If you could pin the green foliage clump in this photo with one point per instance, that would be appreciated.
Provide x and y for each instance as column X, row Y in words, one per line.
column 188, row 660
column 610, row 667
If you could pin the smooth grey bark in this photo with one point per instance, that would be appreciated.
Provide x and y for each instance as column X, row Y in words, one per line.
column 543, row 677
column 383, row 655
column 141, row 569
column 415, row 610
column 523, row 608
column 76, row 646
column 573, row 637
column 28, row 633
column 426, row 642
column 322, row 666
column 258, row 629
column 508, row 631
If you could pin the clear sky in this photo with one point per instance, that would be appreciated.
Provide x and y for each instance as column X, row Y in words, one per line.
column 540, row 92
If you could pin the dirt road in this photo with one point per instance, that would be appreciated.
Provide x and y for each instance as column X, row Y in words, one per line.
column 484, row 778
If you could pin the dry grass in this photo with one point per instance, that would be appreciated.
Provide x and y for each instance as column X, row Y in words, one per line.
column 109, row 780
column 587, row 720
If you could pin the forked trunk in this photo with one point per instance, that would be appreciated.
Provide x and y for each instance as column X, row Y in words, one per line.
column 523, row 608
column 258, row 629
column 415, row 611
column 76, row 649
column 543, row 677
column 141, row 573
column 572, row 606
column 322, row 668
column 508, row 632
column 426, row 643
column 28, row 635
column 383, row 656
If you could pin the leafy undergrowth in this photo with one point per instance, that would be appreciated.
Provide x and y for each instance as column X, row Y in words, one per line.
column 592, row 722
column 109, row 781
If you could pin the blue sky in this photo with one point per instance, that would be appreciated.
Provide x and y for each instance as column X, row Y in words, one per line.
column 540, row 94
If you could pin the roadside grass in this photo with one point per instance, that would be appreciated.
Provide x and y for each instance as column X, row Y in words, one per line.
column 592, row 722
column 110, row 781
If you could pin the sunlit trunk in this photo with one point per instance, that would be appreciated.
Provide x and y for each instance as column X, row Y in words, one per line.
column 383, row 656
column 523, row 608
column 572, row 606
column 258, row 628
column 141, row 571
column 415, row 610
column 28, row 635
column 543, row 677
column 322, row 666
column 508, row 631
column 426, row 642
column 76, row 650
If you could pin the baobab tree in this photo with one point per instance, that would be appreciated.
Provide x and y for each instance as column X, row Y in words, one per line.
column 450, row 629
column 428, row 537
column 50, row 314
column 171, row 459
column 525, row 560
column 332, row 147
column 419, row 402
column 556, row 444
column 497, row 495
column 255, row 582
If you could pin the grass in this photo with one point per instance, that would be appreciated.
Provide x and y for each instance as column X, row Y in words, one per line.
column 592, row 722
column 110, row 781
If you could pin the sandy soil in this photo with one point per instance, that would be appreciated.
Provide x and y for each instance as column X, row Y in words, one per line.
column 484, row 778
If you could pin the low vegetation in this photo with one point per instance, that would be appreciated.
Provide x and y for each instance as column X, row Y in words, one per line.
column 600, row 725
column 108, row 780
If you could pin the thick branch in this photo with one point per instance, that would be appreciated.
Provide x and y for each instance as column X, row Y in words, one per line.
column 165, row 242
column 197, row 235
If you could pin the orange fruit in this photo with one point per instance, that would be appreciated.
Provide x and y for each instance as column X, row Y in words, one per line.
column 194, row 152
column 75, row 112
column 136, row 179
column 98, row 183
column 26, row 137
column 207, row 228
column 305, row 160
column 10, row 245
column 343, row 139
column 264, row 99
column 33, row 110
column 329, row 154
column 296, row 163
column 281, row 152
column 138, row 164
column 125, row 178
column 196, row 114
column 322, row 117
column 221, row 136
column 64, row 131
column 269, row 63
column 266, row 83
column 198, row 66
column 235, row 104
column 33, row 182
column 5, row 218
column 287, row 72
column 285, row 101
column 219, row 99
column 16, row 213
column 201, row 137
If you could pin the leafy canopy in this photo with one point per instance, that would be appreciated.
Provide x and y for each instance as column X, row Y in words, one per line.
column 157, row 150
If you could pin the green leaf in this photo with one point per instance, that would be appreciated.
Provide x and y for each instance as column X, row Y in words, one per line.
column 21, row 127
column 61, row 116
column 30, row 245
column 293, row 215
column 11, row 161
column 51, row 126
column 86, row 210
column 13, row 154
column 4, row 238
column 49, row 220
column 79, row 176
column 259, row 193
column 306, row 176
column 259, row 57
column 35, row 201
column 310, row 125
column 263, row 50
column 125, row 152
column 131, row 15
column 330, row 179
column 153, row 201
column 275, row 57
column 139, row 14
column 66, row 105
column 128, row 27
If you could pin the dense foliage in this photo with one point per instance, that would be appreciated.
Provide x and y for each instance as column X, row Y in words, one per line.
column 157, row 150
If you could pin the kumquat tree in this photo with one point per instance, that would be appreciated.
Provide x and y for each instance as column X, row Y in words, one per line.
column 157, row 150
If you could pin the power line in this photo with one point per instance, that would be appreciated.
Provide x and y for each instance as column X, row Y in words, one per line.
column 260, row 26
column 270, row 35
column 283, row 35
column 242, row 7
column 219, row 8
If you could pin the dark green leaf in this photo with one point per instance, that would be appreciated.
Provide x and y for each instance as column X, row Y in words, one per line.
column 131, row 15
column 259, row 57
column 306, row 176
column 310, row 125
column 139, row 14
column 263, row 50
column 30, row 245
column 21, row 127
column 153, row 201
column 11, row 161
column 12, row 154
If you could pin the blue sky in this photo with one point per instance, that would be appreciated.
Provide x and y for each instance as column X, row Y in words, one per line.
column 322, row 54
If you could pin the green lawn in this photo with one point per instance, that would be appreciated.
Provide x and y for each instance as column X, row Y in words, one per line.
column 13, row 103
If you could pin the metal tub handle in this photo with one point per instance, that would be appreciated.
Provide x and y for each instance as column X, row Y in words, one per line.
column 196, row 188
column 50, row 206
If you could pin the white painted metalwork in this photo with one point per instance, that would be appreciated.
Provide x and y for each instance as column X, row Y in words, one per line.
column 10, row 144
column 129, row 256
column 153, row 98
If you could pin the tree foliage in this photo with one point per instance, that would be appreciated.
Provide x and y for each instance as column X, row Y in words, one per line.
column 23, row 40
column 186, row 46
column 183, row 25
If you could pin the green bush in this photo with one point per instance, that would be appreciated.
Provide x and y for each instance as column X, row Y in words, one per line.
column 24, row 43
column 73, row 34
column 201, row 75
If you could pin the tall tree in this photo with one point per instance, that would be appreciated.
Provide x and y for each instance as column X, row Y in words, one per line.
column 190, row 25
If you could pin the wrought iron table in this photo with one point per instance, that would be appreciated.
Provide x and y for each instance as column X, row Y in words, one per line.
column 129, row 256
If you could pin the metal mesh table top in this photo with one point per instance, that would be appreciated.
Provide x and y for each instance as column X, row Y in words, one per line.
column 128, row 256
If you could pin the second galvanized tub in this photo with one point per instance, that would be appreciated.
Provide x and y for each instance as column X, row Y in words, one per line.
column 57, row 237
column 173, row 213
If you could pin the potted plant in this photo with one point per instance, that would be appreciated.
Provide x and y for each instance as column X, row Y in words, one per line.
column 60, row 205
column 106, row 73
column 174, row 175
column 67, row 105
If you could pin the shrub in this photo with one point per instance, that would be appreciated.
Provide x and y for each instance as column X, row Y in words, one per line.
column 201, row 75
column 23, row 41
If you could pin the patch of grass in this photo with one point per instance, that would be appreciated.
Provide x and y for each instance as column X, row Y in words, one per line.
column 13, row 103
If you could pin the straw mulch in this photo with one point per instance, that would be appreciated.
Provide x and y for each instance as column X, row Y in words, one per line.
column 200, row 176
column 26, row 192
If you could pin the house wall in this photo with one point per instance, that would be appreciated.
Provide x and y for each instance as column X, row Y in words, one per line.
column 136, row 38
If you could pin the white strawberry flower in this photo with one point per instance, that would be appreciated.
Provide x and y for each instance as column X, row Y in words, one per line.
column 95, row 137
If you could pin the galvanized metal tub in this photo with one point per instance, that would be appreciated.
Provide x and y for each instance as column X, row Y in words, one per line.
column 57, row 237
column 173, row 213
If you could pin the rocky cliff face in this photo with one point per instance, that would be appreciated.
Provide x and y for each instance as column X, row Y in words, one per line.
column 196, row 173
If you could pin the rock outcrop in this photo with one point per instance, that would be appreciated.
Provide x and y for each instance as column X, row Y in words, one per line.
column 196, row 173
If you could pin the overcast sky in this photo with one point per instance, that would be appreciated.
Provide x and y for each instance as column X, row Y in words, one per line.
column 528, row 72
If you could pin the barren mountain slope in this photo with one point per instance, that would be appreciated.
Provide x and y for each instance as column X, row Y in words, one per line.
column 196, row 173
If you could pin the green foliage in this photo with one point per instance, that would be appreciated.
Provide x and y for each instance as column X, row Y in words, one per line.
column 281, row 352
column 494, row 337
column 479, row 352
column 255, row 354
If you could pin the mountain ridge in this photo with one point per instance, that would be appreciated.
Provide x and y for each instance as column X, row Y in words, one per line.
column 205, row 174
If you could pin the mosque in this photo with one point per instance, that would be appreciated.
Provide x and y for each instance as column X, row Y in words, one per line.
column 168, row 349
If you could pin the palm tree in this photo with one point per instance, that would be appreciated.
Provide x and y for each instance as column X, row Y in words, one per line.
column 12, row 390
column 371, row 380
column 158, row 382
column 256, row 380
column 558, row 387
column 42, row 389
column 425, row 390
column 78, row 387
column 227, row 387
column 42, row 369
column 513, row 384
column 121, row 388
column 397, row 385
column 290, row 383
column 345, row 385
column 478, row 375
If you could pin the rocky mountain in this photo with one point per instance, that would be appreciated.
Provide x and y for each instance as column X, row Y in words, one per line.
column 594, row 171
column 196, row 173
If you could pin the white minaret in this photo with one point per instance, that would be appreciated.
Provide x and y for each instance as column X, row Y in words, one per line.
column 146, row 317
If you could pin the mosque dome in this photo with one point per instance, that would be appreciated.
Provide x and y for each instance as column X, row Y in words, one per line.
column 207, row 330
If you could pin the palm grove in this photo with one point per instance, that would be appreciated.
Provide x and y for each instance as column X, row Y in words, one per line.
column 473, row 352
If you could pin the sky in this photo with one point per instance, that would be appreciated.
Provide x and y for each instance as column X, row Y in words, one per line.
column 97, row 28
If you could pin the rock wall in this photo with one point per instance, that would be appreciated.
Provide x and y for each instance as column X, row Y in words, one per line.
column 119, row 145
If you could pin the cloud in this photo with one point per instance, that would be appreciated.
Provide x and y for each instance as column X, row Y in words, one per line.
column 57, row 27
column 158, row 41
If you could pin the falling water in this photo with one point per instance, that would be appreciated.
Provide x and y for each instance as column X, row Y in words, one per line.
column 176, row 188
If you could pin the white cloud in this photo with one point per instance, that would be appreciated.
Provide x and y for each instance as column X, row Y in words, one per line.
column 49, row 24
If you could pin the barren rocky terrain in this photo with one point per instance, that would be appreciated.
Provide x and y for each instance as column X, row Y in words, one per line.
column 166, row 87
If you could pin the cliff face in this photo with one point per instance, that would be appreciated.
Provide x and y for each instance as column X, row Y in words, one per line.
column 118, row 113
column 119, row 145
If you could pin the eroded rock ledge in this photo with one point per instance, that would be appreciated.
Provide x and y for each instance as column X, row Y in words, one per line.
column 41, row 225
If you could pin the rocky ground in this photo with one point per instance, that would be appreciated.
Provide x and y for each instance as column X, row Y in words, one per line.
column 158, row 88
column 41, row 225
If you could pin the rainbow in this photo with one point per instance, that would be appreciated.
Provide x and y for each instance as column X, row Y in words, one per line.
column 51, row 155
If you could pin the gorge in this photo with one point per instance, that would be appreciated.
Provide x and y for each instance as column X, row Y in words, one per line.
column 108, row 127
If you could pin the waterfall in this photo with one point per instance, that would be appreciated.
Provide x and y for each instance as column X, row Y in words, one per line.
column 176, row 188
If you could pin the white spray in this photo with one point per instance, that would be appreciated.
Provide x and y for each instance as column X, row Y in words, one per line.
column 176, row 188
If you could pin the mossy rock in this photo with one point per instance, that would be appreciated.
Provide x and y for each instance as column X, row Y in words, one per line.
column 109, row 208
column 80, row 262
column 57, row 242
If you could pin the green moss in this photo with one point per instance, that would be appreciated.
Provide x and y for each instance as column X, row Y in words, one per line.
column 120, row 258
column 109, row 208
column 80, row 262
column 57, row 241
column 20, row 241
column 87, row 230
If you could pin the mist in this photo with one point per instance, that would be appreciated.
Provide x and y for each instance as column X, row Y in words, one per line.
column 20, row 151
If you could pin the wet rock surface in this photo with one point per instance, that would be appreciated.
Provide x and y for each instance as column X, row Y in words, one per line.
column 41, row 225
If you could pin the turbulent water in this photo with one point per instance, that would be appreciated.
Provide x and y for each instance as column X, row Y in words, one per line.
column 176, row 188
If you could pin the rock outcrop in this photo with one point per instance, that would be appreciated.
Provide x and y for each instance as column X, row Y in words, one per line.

PROBLEM: Render the lines above as a numbered list, from the line containing "If you could pin the waterfall" through the line containing "column 57, row 242", both included, omitting any blank lines.

ANSWER IN FULL:
1. If you could pin the waterfall in this photo with one point per instance, that would be appreciated.
2. Provide x and y for each instance as column X, row Y in words, one per line.
3. column 176, row 188
4. If you could pin the white spray in this photo with one point per instance, that would be appreciated.
5. Provide x and y for each instance as column X, row Y in words, one per line.
6. column 176, row 188
7. If you could pin the mossy rock in this photo with one point per instance, that would be appreciated.
8. Provide x and y for each instance as column X, row Y in words, one per line.
9. column 109, row 208
10. column 80, row 262
11. column 57, row 242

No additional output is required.